» **The exercise**
Write out every line of the records below word for word, but leave the pictures out of your answer.

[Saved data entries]
========================================================================

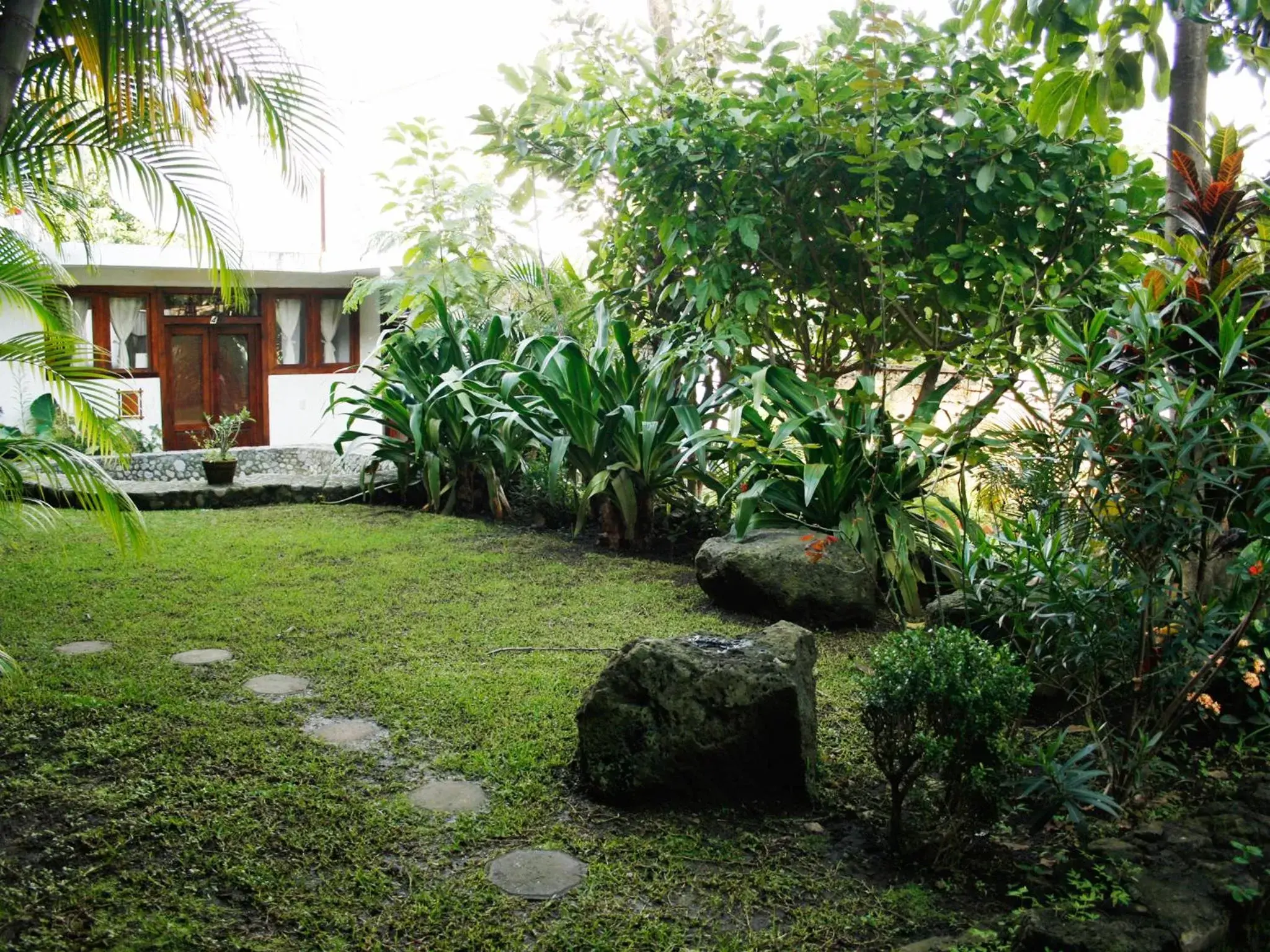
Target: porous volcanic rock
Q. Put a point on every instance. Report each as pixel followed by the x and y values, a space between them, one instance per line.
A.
pixel 703 718
pixel 771 574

========================================================================

» **Reply**
Target: porous volcanic rock
Q. Put a point on every instance. Report each as pixel followed by the x and y values, a space between them, one instance per line.
A.
pixel 703 718
pixel 771 574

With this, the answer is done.